_OPDRACHT_
Haal uit de tekst over de afgifte van rijbewijzen letterlijk het gedeelte van "Aan degene die vreemdeling" tot en met "inlichtingen te verstrekken.".

_AANGELEVERDE TEKST_
------------------------------------

De aanvrager van een rijbewijs dient zich zowel bij de indiening van de aanvraag als bij de uitreiking van het rijbewijs te identificeren met een op zijn naam gesteld identiteitsbewijs als bedoeld in
artikel 1, eerste lid, onder 1°, 2° of 3° van de Wet op de identificatieplicht, een geldig rijbewijs, dan wel een eerder aan hem afgegeven rijbewijs dat zijn geldigheid heeft verloren door het verstrijken van de geldigheidsduur. Degene ten aanzien van wie een onderzoek als bedoeld in het eerste lid, onderdeel b, wordt ingesteld, dient zich te identificeren met een op zijn naam gesteld identiteitsbewijs als bedoeld in
artikel 1, eerste lid, onder 1°, 2° of 3° van de Wet op de identificatieplicht, een geldig rijbewijs dan wel een eerder aan hem afgegeven rijbewijs dat zijn geldigheid heeft verloren door het verstrijken van de geldigheidsduur.
3.
Aan degene die vreemdeling in de zin van de
Vreemdelingenwet 2000 is, en geen onderdaan van een Lid-Staat van de Europese Gemeenschappen of een andere Staat die partij is bij de Overeenkomst betreffende de Europese Economische Ruimte of Zwitserland, wordt een rijbewijs slechts afgegeven indien hij rechtmatig in Nederland verblijft als bedoeld in
artikel 8, onder a tot en met d en l van die wet. Voor de uitvoering hiervan is de korpschef in de zin van de
Vreemdelingenwet 2000 verplicht aan degene die is belast met de afgifte van het rijbewijs, kosteloos de noodzakelijke opgaven en inlichtingen te verstrekken.

------------------------------------

_AANGELEVERD MATERIAAL_
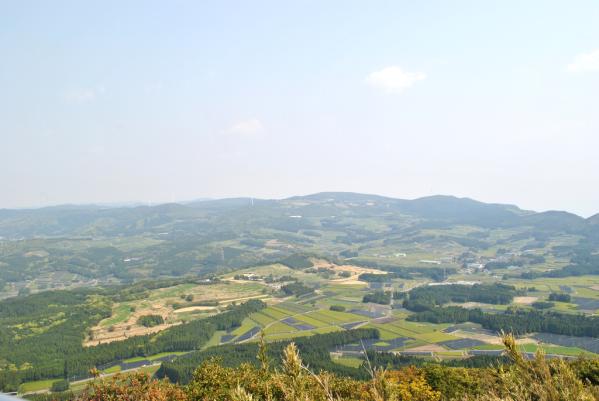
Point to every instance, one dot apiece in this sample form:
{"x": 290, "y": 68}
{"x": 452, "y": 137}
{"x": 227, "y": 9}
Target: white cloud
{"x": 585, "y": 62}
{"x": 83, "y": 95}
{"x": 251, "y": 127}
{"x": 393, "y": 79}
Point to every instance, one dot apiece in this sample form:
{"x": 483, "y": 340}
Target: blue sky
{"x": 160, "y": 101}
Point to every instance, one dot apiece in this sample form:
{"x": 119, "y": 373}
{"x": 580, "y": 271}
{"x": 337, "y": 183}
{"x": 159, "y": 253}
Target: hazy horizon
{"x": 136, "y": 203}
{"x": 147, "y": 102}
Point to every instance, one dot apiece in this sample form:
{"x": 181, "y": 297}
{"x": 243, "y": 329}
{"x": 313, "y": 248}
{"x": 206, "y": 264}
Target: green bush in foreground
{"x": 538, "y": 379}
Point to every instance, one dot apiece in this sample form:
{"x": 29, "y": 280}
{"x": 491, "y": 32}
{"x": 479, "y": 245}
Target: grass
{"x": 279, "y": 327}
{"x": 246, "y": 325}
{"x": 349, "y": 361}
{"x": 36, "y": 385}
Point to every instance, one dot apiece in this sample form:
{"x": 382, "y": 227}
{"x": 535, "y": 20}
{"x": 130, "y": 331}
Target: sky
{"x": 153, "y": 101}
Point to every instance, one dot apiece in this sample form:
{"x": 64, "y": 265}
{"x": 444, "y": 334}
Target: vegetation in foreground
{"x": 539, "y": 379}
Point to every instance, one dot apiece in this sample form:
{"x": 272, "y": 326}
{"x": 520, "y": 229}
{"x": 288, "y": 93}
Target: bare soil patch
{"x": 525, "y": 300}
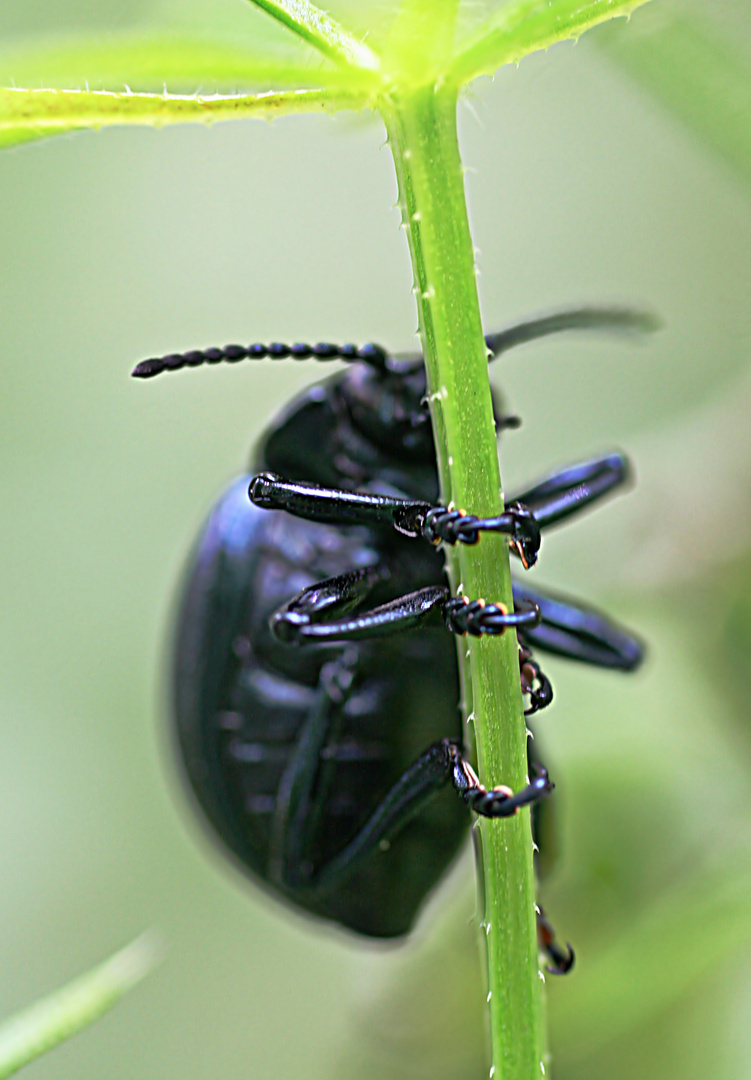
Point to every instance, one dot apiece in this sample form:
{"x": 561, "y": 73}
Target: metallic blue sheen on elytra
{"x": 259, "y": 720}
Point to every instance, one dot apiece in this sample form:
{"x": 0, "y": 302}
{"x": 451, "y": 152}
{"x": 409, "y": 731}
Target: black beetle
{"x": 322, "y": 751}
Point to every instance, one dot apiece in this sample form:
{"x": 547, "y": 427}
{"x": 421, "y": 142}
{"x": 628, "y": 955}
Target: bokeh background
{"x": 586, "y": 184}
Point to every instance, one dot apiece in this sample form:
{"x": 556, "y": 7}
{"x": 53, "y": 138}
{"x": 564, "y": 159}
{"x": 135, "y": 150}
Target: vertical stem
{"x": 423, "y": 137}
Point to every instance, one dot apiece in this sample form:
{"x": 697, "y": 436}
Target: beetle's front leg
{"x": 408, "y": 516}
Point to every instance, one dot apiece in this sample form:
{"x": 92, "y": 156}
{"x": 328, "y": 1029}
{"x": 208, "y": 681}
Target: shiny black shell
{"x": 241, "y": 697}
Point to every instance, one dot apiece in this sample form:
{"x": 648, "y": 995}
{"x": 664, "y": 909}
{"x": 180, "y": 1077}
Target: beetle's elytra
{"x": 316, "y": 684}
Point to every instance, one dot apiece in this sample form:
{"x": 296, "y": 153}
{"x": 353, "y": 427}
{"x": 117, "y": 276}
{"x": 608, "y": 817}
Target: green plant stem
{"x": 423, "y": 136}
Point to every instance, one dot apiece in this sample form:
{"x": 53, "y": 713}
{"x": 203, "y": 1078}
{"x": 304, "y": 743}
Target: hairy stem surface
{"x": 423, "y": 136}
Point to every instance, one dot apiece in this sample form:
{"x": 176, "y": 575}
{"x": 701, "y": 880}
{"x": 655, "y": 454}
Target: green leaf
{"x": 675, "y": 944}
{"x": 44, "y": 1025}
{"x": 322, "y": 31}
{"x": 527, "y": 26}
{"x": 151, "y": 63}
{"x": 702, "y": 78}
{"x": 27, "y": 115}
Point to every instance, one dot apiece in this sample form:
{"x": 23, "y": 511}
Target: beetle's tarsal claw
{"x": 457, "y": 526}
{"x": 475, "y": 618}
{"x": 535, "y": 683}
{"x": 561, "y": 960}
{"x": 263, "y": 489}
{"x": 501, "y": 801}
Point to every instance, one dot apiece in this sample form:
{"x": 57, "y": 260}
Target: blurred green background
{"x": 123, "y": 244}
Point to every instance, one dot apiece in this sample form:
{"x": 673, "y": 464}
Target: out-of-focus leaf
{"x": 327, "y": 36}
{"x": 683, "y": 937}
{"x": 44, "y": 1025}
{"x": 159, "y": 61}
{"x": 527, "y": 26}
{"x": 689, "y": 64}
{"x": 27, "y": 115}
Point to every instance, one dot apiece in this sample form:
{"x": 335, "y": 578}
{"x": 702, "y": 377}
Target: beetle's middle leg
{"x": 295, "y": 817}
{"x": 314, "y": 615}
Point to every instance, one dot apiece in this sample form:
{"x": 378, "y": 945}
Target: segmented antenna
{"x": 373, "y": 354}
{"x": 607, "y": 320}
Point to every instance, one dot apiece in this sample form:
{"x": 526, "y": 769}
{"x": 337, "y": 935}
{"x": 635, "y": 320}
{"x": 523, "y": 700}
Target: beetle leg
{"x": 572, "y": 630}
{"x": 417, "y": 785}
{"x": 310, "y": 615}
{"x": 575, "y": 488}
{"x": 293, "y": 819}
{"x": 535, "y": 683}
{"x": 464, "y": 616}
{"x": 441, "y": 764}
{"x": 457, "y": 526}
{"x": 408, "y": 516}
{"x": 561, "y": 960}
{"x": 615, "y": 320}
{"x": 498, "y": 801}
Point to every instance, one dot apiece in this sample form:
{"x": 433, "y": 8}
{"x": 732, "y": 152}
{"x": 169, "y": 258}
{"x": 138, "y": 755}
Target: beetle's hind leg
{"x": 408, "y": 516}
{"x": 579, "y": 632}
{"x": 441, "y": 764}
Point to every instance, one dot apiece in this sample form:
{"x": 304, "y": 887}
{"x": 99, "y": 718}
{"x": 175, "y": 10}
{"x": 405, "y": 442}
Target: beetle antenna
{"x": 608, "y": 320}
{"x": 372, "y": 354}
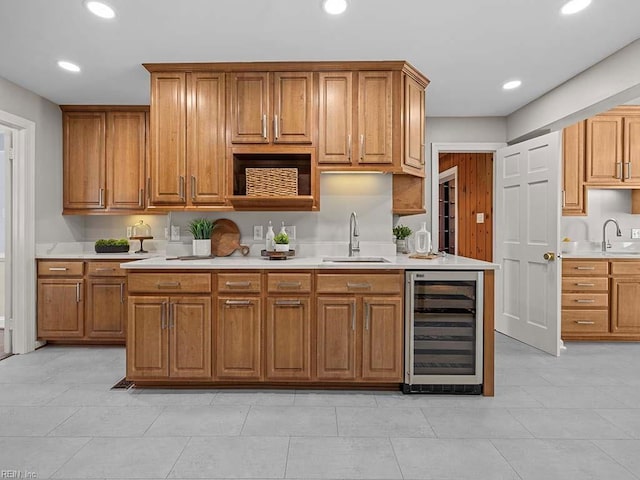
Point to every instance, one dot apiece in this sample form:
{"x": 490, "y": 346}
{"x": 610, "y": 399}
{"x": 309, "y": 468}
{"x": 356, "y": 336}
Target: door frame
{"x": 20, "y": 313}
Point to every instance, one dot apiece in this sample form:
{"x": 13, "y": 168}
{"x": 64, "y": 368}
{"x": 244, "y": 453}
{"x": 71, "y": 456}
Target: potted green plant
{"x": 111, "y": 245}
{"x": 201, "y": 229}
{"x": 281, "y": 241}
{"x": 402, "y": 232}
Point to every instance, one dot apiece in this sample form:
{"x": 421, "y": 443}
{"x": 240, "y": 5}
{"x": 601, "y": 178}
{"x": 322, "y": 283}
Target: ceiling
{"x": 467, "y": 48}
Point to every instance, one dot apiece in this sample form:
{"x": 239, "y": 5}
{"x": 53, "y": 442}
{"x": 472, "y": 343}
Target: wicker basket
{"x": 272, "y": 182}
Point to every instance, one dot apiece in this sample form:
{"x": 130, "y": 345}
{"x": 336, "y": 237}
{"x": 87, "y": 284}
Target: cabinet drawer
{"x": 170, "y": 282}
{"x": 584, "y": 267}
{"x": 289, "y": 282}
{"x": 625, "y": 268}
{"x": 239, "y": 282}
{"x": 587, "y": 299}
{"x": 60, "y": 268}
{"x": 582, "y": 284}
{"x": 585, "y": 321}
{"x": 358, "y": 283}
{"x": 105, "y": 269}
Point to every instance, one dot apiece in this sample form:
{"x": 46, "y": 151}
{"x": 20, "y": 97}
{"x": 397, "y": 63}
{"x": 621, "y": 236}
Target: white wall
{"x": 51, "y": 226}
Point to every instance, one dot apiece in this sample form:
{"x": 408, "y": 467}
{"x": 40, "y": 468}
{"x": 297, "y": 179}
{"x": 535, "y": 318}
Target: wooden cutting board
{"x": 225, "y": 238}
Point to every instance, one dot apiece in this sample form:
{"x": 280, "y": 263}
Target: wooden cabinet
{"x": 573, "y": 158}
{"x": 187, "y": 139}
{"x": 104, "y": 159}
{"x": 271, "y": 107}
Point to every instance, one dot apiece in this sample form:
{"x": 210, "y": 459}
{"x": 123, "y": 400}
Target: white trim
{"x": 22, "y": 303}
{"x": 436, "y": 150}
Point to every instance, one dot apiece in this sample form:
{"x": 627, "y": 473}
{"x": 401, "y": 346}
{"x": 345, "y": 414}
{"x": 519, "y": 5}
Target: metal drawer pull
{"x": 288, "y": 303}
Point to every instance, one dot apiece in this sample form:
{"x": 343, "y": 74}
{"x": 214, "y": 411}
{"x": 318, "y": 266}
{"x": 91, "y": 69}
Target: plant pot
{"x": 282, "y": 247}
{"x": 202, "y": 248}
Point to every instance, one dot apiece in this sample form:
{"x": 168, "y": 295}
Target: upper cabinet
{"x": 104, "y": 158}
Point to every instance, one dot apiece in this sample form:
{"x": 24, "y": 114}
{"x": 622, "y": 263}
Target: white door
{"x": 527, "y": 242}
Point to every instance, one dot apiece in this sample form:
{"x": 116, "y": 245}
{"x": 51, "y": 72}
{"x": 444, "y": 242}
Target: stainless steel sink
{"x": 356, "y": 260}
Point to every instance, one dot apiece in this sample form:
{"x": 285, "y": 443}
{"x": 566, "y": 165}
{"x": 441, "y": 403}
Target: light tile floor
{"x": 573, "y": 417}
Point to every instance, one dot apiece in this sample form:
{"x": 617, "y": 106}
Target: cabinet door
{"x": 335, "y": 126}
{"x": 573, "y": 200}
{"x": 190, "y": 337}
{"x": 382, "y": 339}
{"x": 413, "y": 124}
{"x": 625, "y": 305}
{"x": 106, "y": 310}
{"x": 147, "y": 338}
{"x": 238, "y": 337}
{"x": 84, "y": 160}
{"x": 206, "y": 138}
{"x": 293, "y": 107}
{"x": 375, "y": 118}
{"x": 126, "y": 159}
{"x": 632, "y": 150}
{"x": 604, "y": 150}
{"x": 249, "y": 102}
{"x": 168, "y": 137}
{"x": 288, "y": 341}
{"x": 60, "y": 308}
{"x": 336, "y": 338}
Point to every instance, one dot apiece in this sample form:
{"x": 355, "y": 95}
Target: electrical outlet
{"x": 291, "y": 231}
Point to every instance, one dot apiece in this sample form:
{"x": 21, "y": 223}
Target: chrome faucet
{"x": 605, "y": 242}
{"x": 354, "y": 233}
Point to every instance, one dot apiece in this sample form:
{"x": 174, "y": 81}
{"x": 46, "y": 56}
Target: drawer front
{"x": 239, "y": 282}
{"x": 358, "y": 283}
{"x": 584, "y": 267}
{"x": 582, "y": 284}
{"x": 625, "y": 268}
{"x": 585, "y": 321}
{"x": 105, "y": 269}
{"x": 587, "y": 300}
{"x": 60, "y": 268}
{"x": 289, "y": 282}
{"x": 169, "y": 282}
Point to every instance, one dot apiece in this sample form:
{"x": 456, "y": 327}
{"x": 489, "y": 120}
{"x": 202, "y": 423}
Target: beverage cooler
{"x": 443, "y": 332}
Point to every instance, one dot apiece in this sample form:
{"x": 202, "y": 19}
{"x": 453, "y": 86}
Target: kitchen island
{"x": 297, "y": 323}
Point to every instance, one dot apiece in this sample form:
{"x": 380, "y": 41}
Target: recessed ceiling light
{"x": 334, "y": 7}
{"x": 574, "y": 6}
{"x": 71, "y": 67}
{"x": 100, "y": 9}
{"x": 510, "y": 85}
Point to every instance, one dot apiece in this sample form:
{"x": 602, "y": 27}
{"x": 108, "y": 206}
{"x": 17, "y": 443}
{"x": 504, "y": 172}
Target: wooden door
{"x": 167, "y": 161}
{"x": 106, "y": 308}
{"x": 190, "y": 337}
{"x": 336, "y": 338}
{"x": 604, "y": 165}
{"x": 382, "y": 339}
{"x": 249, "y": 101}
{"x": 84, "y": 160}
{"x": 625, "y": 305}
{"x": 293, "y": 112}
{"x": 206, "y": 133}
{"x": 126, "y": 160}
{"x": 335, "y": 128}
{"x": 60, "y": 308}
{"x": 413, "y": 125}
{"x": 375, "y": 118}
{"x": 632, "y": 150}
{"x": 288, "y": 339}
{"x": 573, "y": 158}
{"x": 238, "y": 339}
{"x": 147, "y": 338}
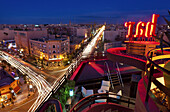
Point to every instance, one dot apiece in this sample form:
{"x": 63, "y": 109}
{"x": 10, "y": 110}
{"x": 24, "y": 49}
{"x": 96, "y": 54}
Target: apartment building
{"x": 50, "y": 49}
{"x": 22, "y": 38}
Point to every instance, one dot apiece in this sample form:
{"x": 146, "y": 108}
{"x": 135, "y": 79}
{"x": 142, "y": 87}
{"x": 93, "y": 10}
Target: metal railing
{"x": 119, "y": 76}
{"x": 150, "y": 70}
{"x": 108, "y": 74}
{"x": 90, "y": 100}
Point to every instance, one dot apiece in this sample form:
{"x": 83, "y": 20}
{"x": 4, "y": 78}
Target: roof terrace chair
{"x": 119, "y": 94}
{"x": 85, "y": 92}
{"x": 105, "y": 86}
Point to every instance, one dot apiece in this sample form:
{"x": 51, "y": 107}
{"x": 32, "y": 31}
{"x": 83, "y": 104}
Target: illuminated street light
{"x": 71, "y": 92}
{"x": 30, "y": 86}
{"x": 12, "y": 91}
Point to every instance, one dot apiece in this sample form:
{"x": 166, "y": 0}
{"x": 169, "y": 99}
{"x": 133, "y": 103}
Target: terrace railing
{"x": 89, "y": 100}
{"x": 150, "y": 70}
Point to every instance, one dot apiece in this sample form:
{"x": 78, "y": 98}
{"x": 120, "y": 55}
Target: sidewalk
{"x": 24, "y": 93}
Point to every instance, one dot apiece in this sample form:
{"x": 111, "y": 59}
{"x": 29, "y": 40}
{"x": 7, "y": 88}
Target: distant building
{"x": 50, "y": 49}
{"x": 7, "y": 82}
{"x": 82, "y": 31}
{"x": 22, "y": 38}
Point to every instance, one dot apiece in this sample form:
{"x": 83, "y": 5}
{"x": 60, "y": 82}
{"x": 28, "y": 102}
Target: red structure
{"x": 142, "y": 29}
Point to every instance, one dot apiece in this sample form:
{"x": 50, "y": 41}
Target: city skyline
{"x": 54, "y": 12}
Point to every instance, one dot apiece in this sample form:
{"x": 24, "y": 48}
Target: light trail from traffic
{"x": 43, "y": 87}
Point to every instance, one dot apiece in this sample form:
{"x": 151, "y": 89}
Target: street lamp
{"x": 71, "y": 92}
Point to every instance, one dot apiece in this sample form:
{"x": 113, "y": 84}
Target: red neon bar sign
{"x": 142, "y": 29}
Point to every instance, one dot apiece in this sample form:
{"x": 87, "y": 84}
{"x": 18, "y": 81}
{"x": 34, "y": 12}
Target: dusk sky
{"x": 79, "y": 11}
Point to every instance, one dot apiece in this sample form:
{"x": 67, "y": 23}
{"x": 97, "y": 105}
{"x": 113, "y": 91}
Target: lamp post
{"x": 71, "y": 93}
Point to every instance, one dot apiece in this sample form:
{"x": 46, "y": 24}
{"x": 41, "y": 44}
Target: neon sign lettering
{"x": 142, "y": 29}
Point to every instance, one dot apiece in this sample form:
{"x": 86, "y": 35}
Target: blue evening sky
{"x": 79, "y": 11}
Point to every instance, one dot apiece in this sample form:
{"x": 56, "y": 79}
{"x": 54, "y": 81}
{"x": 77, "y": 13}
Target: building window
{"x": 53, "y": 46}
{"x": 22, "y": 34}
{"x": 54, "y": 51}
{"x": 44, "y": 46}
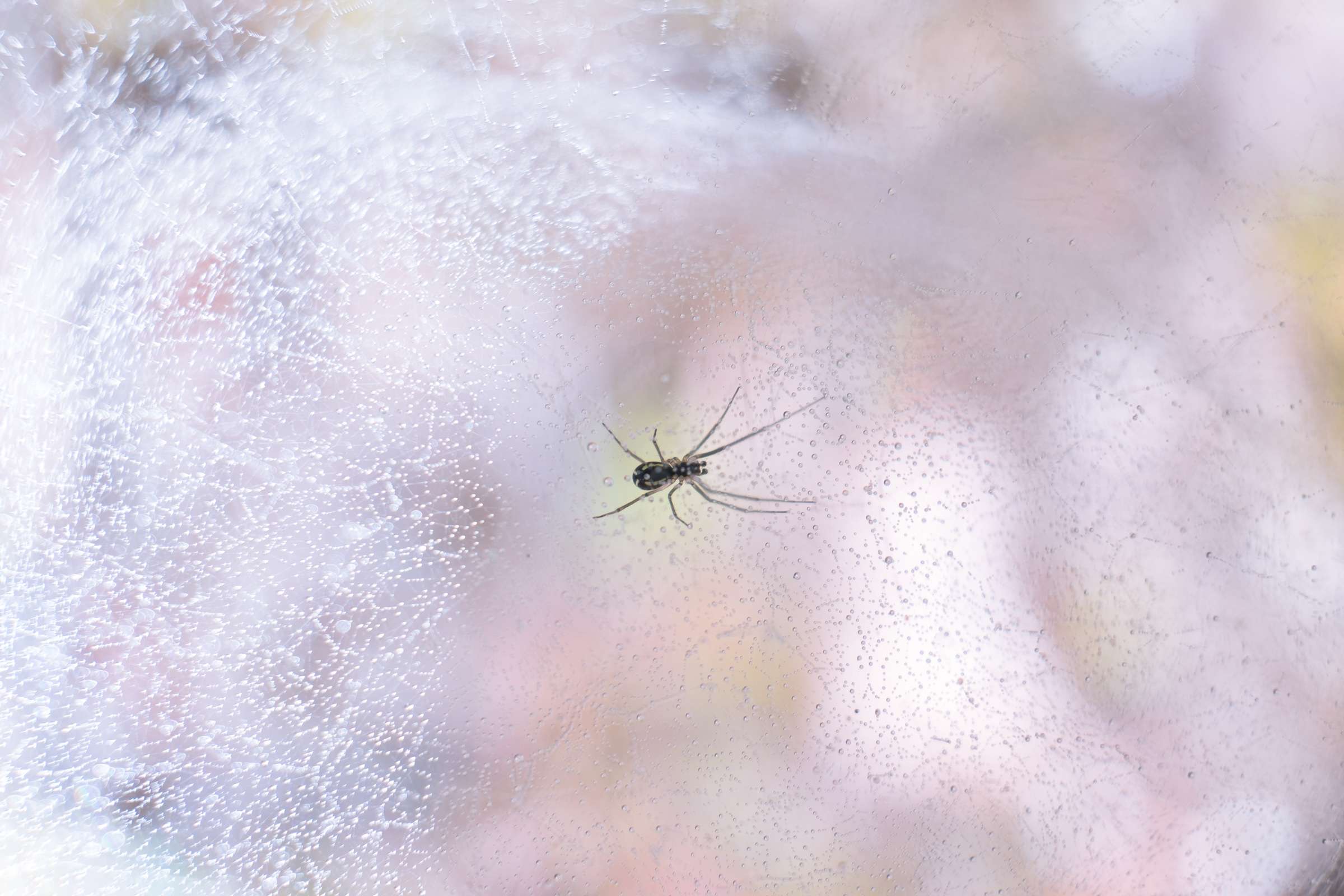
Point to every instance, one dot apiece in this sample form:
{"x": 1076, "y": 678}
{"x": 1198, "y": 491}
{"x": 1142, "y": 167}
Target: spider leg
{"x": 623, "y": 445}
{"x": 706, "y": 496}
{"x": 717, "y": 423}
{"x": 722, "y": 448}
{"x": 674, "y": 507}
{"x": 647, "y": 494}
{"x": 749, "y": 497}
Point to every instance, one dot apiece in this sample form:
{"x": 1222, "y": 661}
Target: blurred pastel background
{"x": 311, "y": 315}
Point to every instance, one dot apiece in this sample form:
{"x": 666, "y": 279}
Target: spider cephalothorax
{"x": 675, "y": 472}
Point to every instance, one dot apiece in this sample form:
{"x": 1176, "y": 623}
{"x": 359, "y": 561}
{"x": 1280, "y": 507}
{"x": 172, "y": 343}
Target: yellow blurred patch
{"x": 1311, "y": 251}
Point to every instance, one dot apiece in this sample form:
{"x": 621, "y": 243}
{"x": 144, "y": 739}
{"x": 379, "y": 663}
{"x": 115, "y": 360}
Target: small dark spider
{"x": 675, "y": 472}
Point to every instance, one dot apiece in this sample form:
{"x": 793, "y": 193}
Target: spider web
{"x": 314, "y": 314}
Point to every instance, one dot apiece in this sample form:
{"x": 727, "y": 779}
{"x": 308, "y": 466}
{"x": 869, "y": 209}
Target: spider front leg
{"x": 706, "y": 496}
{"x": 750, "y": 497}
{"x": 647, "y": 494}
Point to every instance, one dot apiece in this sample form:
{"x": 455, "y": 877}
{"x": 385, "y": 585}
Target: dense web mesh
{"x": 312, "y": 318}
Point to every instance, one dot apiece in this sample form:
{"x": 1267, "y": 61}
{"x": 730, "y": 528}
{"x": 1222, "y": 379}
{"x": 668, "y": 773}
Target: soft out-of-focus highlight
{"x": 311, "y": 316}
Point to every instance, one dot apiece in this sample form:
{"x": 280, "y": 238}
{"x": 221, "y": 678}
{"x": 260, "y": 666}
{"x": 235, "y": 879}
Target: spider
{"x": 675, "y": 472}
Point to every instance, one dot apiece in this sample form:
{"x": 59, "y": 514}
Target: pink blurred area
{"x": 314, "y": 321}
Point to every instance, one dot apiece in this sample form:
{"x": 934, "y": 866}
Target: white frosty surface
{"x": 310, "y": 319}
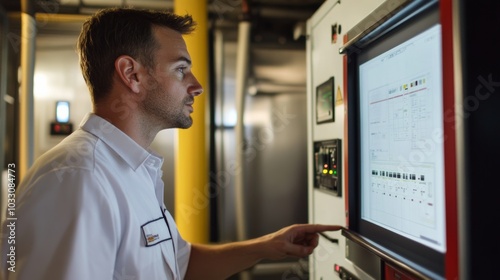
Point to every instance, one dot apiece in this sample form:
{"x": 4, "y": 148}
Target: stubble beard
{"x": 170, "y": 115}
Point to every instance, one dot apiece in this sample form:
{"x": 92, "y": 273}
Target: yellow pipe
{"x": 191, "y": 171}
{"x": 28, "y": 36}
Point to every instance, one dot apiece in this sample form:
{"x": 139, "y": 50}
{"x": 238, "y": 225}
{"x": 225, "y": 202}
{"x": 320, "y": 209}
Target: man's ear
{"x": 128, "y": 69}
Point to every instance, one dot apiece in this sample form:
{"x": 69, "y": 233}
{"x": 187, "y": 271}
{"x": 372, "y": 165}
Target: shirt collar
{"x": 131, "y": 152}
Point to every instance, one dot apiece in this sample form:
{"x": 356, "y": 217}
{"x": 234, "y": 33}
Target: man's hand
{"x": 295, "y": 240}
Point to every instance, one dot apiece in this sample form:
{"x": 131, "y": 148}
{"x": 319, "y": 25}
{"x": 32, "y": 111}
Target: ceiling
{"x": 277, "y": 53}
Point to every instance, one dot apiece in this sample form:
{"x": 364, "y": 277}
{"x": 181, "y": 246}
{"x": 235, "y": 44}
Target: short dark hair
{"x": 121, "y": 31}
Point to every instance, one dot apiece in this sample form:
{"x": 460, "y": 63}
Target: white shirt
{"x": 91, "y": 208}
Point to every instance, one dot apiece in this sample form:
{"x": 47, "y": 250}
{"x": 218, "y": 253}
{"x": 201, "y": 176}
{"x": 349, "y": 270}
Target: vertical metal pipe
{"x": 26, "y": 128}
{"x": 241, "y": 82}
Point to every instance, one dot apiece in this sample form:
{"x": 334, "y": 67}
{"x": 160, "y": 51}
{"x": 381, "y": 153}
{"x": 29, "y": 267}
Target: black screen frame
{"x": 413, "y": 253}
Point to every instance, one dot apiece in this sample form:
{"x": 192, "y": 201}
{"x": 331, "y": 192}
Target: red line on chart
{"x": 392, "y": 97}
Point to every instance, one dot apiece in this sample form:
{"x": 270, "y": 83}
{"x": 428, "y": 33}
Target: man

------------------------------------

_OPLOSSING_
Aan degene die vreemdeling in de zin van de
Vreemdelingenwet 2000 is, en geen onderdaan van een Lid-Staat van de Europese Gemeenschappen of een andere Staat die partij is bij de Overeenkomst betreffende de Europese Economische Ruimte of Zwitserland, wordt een rijbewijs slechts afgegeven indien hij rechtmatig in Nederland verblijft als bedoeld in
artikel 8, onder a tot en met d en l van die wet. Voor de uitvoering hiervan is de korpschef in de zin van de
Vreemdelingenwet 2000 verplicht aan degene die is belast met de afgifte van het rijbewijs, kosteloos de noodzakelijke opgaven en inlichtingen te verstrekken.